### Job
Pull out every line of the listing below that contains the string "lavender", copying each one in full. Case counts.

### Data for this task
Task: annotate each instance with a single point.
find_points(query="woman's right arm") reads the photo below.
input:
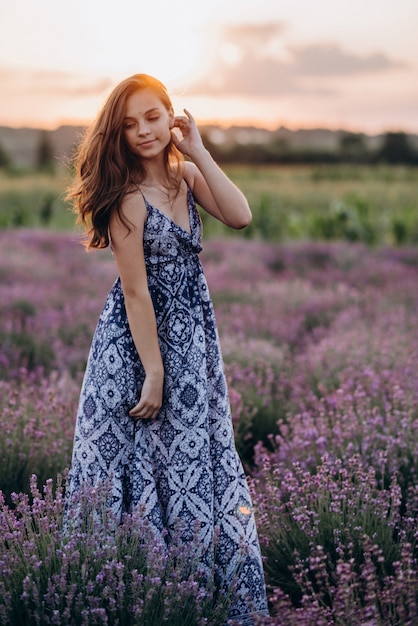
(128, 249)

* * *

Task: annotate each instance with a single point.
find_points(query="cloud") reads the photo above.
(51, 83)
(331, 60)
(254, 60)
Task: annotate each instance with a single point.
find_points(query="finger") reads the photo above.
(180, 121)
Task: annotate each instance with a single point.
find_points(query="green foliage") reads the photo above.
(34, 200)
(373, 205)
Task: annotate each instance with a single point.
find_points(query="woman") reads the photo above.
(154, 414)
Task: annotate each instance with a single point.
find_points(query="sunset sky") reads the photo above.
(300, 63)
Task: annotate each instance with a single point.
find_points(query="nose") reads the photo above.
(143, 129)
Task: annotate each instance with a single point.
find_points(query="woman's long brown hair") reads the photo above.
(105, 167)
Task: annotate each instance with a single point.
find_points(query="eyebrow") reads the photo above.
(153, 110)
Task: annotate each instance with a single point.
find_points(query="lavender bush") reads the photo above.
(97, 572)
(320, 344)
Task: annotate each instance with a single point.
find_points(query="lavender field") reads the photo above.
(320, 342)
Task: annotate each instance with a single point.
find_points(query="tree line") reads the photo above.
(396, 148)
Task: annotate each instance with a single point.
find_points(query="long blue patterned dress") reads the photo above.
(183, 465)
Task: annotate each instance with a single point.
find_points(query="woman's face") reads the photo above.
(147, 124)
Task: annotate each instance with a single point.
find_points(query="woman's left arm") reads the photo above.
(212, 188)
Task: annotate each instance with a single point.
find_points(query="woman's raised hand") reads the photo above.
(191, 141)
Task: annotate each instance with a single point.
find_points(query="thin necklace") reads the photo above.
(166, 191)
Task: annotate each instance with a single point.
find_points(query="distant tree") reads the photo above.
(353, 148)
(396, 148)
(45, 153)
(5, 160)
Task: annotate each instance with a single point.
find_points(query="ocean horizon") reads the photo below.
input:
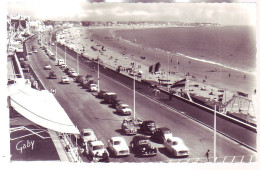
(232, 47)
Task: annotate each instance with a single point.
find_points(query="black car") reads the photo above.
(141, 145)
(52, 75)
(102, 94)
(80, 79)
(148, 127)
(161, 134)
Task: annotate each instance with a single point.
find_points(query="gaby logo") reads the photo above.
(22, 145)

### Exercise result
find_points(query="lavender bush") reads the photo above.
find_points(query="lavender field") reads the photo above.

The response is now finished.